Given passage:
International Finance
Economy

Editor’s Epistle

2014 looks good, but read us to stay ahead! January 2014 On behalf of the entire International Finance Magazine team let me first wish all our readers and clients a very happy and prosperous New Year. Welcome to the brave new world of 2014. The past year was tough. According to the International Monetary Fund’s (IMF) latest World Economic Outlook (WEO), the world economy went...

2014 looks good, but read us to stay ahead!

January 2014

On behalf of the entire International Finance Magazine team let me first wish all our readers and clients a very happy and prosperous New Year.

Welcome to the brave new world of 2014.

The past year was tough. According to the International Monetary Fund’s (IMF) latest World Economic Outlook (WEO), the world economy went through quite a bit of stress in 2013 with growth dipping to 2.9 percent from 3.2 percent recorded in 2012.

Given this scenario, what are the prospects for growth this year? Will growth pick up? Will the global economy shift gears and accelerate?

What policy direction can we expect from Janet Yellen, the new chairman of the US Federal Reserve, who is likely to take charge at the end of this month? Will the US economy and the rest of the world be able to absorb the shocks of the expected ‘tapering’ of stimulus?

Is it right to think that the Eurozone will continue to remain on the path of recovery after having come out of recession in 2013?

Can China tackle its debt and other problems?

Are we going to see the other BRICS nations reversing the deceleration in their economies witnessed during the past two years?

And most importantly, is it reasonable to expect that the world’s leaders will at last find ways to overcome the legacies of the 2008 crises that still haunt the global economy?

Apart from these purely economic questions, there are other uncertainties too. The key ones are those that relate to political and social instability in various parts of the world and the issue of climate change. All in all, the questions are many and nobody seems to be in a position to offer answers with any significant degree of certainty.

On the brighter side, however, there seems to be a general consensus within the global community of economists that 2014 will be better.

In some sense this consensus is a bit unusual and surprising given that traditionally, practitioners of the dismal science of economics have always been a rather argumentative lot.

Stored records:

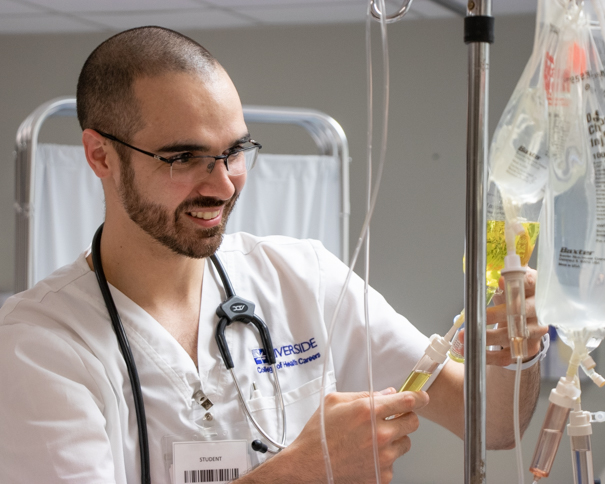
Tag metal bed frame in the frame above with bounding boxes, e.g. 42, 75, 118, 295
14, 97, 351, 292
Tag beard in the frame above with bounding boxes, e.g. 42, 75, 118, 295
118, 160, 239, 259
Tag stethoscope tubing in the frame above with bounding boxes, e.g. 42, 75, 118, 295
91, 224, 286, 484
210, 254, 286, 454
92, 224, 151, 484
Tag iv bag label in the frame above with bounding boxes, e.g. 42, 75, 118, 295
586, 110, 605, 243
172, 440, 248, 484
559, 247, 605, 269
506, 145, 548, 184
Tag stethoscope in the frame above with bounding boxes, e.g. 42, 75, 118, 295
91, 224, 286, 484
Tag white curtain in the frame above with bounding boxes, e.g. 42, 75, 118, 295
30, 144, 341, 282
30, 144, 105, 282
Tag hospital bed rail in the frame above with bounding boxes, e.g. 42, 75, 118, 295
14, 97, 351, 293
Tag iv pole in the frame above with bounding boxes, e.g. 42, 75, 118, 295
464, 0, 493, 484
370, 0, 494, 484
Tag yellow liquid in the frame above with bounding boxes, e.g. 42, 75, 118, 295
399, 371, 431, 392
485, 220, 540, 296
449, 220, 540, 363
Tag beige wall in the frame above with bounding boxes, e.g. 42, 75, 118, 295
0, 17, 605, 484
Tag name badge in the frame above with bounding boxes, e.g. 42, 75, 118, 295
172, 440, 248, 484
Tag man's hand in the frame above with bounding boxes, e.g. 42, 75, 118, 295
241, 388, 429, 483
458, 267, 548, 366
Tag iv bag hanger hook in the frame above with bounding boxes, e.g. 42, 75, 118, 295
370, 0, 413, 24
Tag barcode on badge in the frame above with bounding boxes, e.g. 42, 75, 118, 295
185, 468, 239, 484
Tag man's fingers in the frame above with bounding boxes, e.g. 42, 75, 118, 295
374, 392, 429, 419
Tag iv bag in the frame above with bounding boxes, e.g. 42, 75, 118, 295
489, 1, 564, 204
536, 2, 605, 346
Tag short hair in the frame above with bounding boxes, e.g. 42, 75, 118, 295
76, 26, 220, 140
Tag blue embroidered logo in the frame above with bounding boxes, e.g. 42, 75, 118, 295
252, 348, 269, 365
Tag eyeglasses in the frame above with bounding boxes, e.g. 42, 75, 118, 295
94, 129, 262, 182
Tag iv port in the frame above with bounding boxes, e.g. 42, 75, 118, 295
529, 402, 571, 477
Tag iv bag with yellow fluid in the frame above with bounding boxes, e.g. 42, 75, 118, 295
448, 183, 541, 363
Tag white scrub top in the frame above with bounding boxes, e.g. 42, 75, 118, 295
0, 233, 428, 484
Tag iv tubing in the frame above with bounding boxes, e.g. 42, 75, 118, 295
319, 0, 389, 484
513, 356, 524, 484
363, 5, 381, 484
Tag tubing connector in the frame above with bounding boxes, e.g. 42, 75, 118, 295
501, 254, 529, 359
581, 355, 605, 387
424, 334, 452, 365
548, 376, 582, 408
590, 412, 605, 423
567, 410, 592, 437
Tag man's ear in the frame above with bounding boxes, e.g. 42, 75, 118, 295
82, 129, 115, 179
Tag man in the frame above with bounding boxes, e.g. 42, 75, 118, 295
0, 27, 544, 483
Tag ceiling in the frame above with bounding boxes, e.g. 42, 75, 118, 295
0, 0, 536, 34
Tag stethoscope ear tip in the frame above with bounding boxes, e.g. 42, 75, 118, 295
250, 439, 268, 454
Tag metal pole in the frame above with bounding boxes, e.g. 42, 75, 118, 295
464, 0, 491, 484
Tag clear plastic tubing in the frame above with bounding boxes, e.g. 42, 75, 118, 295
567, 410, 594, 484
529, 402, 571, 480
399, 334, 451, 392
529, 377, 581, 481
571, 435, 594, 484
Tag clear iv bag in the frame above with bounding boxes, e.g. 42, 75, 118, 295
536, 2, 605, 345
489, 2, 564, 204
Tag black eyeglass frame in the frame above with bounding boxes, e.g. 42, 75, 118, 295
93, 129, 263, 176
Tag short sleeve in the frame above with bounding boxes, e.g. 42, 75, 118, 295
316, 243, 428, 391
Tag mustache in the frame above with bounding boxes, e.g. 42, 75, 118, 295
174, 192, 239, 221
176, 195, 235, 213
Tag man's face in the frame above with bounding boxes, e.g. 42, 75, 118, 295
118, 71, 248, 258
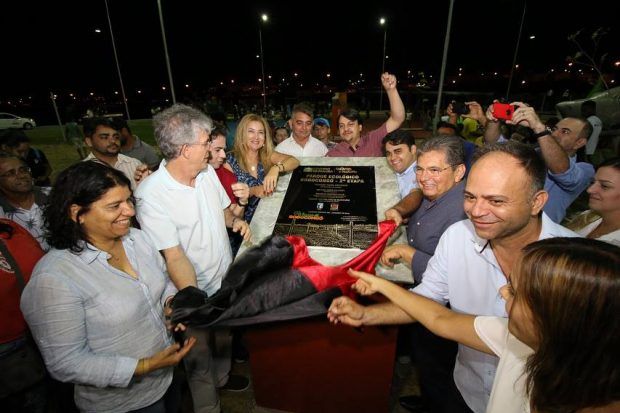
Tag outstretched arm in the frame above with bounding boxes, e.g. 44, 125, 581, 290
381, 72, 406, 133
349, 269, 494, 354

==

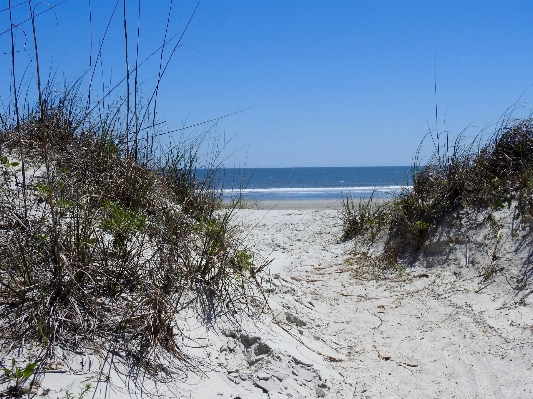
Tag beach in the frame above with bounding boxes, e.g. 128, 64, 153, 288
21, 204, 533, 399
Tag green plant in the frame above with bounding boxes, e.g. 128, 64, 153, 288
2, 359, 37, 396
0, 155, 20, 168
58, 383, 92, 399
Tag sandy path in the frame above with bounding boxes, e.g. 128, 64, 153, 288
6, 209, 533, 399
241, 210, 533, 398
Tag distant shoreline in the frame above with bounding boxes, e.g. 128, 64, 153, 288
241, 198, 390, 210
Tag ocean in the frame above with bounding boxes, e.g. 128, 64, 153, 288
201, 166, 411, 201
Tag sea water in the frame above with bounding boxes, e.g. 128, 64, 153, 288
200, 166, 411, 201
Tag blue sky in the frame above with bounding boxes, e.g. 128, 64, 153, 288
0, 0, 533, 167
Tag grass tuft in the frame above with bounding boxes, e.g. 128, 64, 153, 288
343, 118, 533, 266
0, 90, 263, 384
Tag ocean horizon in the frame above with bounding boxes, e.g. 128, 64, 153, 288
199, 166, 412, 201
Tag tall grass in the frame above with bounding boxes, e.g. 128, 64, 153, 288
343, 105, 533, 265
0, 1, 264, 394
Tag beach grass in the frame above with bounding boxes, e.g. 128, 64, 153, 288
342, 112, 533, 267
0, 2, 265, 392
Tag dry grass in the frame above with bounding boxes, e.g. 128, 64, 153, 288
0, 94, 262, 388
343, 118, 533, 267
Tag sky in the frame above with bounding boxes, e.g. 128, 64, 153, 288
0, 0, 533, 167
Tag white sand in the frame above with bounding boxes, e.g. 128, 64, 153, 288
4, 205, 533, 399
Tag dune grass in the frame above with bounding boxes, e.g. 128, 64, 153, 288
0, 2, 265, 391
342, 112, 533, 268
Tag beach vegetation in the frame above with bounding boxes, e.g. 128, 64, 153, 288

Short exercise A:
In the editor's letter, why is the economists' agreement that 2014 will be better called unusual and surprising? Answer in one to three sentences.
Short exercise B:
Answer these questions from the editor's letter, one per line and marked the same way:
(i) According to the IMF's latest World Economic Outlook, what was world growth in 2013?
(ii) Who is named as the new chairman of the US Federal Reserve?
(iii) Which economy came out of recession in 2013?
Short exercise C:
Summarize the editor's letter in two sentences.

Right answer A:
The agreement stands out because economists, practitioners of what the letter calls the dismal science, have traditionally been a rather argumentative lot.

Right answer B:
(i) 2.9 percent, down from 3.2 percent in 2012.
(ii) Janet Yellen.
(iii) The Eurozone.

Right answer C:
After a tough 2013, when world growth fell to 2.9 percent from 3.2 percent according to the IMF, the editor asks many questions about 2014, covering US Federal Reserve policy under Janet Yellen, the Eurozone's recovery, China's debt, the other BRICS nations, and the lasting effects of the 2008 crises, along with political instability and climate change. Although nobody can answer these questions with much certainty, economists generally agree that 2014 will be better, which is unusual for such an argumentative group.